» **What is expected**: Please copy every one of the following entries word for word, line by line, with nothing changed.

» **Material for the task**:
★ ★ ★ ★ ★

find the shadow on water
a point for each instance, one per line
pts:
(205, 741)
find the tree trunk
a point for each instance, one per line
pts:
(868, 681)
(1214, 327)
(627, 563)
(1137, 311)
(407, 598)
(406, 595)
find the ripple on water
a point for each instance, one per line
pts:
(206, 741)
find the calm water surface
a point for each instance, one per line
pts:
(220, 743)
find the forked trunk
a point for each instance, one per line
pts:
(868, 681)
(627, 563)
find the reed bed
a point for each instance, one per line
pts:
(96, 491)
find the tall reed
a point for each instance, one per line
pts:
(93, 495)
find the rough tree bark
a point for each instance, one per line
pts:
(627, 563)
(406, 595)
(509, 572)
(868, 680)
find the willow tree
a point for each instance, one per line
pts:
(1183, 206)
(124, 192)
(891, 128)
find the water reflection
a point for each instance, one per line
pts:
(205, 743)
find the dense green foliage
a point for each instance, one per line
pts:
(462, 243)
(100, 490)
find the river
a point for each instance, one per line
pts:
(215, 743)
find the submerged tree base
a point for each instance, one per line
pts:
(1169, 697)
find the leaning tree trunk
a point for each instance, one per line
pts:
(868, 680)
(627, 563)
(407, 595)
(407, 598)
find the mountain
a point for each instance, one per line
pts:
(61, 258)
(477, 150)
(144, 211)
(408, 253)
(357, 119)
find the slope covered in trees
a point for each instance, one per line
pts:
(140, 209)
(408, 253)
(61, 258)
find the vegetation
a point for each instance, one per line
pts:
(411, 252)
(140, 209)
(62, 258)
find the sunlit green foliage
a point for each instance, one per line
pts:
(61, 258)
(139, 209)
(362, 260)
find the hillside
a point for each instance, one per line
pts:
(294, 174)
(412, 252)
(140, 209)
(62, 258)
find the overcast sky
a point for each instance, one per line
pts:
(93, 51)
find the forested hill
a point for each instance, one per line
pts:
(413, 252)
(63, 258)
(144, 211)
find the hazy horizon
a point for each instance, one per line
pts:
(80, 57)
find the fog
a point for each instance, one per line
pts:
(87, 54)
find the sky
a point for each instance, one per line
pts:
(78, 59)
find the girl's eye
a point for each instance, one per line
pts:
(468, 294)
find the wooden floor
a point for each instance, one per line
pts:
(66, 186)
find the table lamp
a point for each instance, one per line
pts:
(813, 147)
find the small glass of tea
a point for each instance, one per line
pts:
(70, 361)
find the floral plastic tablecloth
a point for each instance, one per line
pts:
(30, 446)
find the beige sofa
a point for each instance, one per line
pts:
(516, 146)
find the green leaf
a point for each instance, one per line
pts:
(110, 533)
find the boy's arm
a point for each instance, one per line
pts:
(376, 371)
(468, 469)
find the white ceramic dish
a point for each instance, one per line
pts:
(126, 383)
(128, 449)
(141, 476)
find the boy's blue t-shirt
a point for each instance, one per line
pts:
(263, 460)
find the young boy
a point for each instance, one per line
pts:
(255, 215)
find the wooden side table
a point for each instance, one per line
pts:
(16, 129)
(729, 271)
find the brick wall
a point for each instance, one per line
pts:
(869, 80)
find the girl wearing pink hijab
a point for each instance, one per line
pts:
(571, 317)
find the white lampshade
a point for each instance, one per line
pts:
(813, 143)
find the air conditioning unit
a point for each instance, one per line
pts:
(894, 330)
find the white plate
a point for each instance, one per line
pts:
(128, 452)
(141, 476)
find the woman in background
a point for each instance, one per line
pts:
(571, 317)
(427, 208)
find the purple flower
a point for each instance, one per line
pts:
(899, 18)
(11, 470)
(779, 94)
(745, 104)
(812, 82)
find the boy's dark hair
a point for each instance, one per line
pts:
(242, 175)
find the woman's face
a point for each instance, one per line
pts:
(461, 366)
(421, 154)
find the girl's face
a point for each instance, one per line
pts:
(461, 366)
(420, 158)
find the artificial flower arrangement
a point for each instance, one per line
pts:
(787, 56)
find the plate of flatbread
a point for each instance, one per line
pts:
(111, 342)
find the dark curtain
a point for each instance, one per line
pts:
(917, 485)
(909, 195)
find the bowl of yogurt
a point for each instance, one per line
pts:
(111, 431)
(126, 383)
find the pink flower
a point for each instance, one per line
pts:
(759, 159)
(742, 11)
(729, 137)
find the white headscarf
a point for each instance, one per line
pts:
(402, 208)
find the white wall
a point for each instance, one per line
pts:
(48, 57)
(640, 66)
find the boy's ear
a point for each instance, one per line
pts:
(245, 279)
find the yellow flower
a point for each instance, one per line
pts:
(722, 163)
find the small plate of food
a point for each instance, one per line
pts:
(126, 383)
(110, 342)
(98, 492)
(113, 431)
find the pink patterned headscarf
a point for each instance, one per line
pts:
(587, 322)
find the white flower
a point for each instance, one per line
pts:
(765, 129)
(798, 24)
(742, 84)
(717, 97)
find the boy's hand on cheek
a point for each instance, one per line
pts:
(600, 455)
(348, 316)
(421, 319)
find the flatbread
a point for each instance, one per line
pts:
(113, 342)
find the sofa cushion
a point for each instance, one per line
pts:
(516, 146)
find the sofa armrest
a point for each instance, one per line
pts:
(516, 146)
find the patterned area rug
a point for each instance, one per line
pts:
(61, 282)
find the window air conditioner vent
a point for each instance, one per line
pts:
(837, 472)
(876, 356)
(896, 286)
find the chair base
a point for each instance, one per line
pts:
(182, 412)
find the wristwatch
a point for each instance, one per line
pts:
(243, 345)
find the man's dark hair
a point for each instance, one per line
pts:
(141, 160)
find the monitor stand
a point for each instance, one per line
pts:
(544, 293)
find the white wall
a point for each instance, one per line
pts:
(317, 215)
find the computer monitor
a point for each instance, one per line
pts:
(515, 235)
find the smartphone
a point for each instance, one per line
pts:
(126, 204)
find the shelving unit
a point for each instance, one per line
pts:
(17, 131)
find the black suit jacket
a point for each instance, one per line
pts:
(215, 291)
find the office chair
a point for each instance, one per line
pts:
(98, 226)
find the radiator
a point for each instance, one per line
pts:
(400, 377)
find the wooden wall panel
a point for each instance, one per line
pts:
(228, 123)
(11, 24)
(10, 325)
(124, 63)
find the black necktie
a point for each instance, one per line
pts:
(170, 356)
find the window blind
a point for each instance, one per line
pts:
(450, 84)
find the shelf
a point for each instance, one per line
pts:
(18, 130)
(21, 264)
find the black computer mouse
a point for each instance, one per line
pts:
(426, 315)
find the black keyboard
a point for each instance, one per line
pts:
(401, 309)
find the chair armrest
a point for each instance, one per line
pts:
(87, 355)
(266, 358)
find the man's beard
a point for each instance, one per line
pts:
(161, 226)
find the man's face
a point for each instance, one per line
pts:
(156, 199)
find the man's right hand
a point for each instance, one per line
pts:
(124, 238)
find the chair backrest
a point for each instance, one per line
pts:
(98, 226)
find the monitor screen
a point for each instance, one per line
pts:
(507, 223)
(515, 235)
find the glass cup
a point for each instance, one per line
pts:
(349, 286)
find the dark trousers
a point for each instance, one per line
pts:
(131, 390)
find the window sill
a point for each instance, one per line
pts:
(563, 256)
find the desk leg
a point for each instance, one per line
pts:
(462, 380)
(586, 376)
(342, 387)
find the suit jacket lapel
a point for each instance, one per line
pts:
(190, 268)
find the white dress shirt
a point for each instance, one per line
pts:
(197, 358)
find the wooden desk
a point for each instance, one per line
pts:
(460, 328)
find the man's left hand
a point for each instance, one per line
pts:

★ ★ ★ ★ ★

» **Result**:
find the shadow on water
a point for each instance, one per line
pts:
(205, 741)
find the tree trunk
a point for each instance, one per line
pts:
(868, 681)
(1214, 327)
(627, 563)
(1137, 311)
(407, 598)
(406, 595)
find the ripple on water
a point for each instance, one per line
pts:
(206, 741)
find the calm water surface
a point for each instance, one per line
pts:
(220, 743)
find the forked trunk
a point for each instance, one per line
pts:
(868, 681)
(627, 563)
find the reed bed
a point for each instance, one per line
pts:
(96, 491)
find the tall reed
a point for each instance, one per line
pts:
(93, 495)
find the rough tree bark
a point for each instance, one per line
pts:
(627, 563)
(406, 595)
(509, 572)
(868, 680)
find the willow tree
a point for each instance, one per line
pts:
(1183, 206)
(124, 192)
(891, 128)
find the water reflection
a point for each instance, one per line
pts:
(205, 743)
find the dense green foliage
a point for each instance, one per line
pts:
(462, 243)
(100, 490)
find the river
a point for each instance, one per line
pts:
(215, 743)
find the submerged tree base
a point for each instance, one per line
pts:
(1169, 697)
find the leaning tree trunk
a point for each instance, one per line
pts:
(868, 680)
(627, 563)
(407, 595)
(407, 598)
find the mountain
a point for each instance, one per line
pts:
(61, 258)
(477, 150)
(144, 211)
(408, 253)
(357, 119)
find the slope covered in trees
a point for each instance, one per line
pts:
(140, 209)
(408, 253)
(61, 258)
find the vegetation
a point for each instance, one per line
pts:
(411, 252)
(140, 209)
(62, 258)
find the sunlit green foliage
a point for each instance, one per line
pts:
(61, 258)
(139, 209)
(362, 260)
find the hillside
a point for each instance, one per line
pts:
(294, 174)
(412, 252)
(140, 209)
(62, 258)
find the overcast sky
a point for each instance, one per line
pts:
(93, 51)
find the forested hill
a point for each instance, one per line
pts:
(413, 252)
(63, 258)
(144, 211)
find the hazy horizon
a point for each instance, one per line
pts:
(80, 57)
find the fog
a point for each instance, one per line
pts:
(87, 54)
find the sky
a point for each instance, one per line
pts:
(78, 59)
find the girl's eye
a point for each instance, one per line
pts:
(468, 294)
find the wooden floor
a point for each instance, one per line
pts:
(66, 186)
find the table lamp
a point for each instance, one per line
pts:
(813, 147)
find the small glass of tea
a point for each instance, one per line
pts:
(70, 361)
find the floral plastic tablecloth
a point for each instance, one per line
pts:
(30, 446)
find the beige sofa
a point for each instance, one per line
pts:
(516, 146)
find the green leaf
a point for each instance, one per line
pts:
(110, 533)
find the boy's arm
a point for each instance, one per line
pts:
(376, 371)
(468, 469)
find the white ceramic dish
a point for each instance, one per line
pts:
(126, 383)
(128, 449)
(141, 476)
find the boy's blue t-shirt
a point for each instance, one per line
pts:
(263, 460)
find the young boy
a point for each instance, one per line
pts:
(255, 215)
find the wooden side table
a point for each instance, one per line
pts:
(16, 129)
(729, 271)
find the brick wall
a point for each instance, one per line
pts:
(869, 80)
find the girl wearing pink hijab
a point for each instance, one per line
pts:
(571, 317)
find the white lampshade
a point for each instance, one per line
pts:
(813, 143)
find the air conditioning unit
a point for each instance, one per line
pts:
(894, 330)
find the white plate
a point for each instance, one per line
pts:
(128, 452)
(141, 476)
find the woman in background
a point for each instance, one per line
pts:
(571, 317)
(427, 208)
find the purple flower
a point for each instance, one per line
pts:
(899, 18)
(11, 470)
(779, 94)
(745, 104)
(812, 82)
find the boy's dark hair
a point for each instance, one per line
pts:
(242, 175)
find the woman's face
a point for each instance, one per line
pts:
(461, 366)
(421, 154)
find the girl's face
a point for each instance, one per line
pts:
(461, 366)
(420, 158)
find the artificial flower arrangement
a point for each instance, one per line
pts:
(787, 56)
find the plate of flatbread
a point for each instance, one per line
pts:
(111, 342)
find the dark curtain
a point for each instance, one per line
pts:
(917, 485)
(909, 195)
find the bowl of yogurt
a point for each instance, one per line
pts:
(111, 431)
(126, 383)
find the pink flower
a point for each instance, one per line
pts:
(759, 159)
(742, 11)
(729, 137)
find the white headscarf
a point for each instance, one per line
pts:
(402, 208)
find the white wall
a point for each instance, one per line
pts:
(48, 57)
(640, 66)
find the boy's ear
a point for each instance, one per line
pts:
(245, 279)
find the yellow flower
a point for each instance, one per line
pts:
(722, 163)
find the small plate of food
a point for each instance, one per line
pts:
(126, 383)
(110, 342)
(98, 492)
(113, 431)
find the pink patterned headscarf
a point for each instance, one per line
pts:
(587, 322)
find the white flower
a point for each instance, one per line
pts:
(765, 129)
(798, 24)
(742, 84)
(717, 97)
find the boy's hand on cheek
a point for each instance, one per line
pts:
(600, 455)
(348, 316)
(421, 319)
find the flatbread
a point for each instance, one per line
pts:
(113, 342)
find the sofa cushion
a point for each instance, one per line
pts:
(516, 146)
find the sofa armrest
a point for each instance, one per line
pts:
(516, 146)
find the patterned area rug
a point for each instance, one per line
pts:
(61, 282)
find the window air conditioner vent
a point for each instance, one per line
pts:
(837, 472)
(876, 356)
(896, 286)
find the chair base
a point for each instance, one per line
pts:
(182, 412)
find the wristwatch
a point for each instance, one per line
pts:
(243, 345)
find the man's dark hair
a point for each instance, one per line
pts:
(141, 160)
find the monitor stand
a point for each instance, one per line
pts:
(544, 293)
find the white wall
a point for each instance, one per line
pts:
(317, 215)
find the computer monitor
a point for each instance, one per line
pts:
(515, 235)
find the smartphone
a point for each instance, one per line
pts:
(126, 204)
find the shelving unit
a point for each instance, one per line
pts:
(17, 131)
find the black suit jacket
a point for each instance, one per line
pts:
(215, 291)
find the office chair
a point for each instance, one per line
pts:
(98, 226)
find the radiator
a point for each instance, one per line
pts:
(400, 377)
find the wooden wall panel
a point for each instance, one per line
pts:
(228, 123)
(11, 24)
(10, 325)
(124, 63)
find the black necktie
a point for each instance, one per line
pts:
(170, 356)
find the window blind
a point for each instance, one per line
pts:
(450, 84)
find the shelf
a point for each instance, one per line
pts:
(18, 130)
(21, 264)
find the black computer mouse
a point for each instance, one per line
pts:
(426, 315)
find the black keyboard
a point for each instance, one per line
pts:
(401, 309)
find the chair armrest
a point for each instance, one per line
pts:
(87, 355)
(266, 358)
find the man's beard
a point for each instance, one per line
pts:
(161, 226)
find the man's face
a point for each instance, one per line
pts:
(156, 199)
find the man's right hand
a point for each instance, one per line
pts:
(124, 238)
find the chair backrest
a point for each instance, one per line
pts:
(98, 226)
find the monitor screen
a point for each instance, one per line
pts:
(507, 223)
(515, 235)
find the glass cup
a point for each instance, one per line
pts:
(349, 286)
find the dark trousers
a point for each instance, one per line
pts:
(131, 390)
find the window sill
a point for each instance, one per line
pts:
(563, 256)
find the desk leg
a point for each instance, one per line
pts:
(462, 380)
(586, 376)
(342, 387)
find the suit jacket lapel
a point for each instance, one per line
pts:
(190, 268)
find the white dress shirt
a point for each instance, one per line
pts:
(197, 358)
find the wooden desk
a point for each instance, one per line
pts:
(460, 328)
find the man's left hand
a point for each instance, one per line
pts:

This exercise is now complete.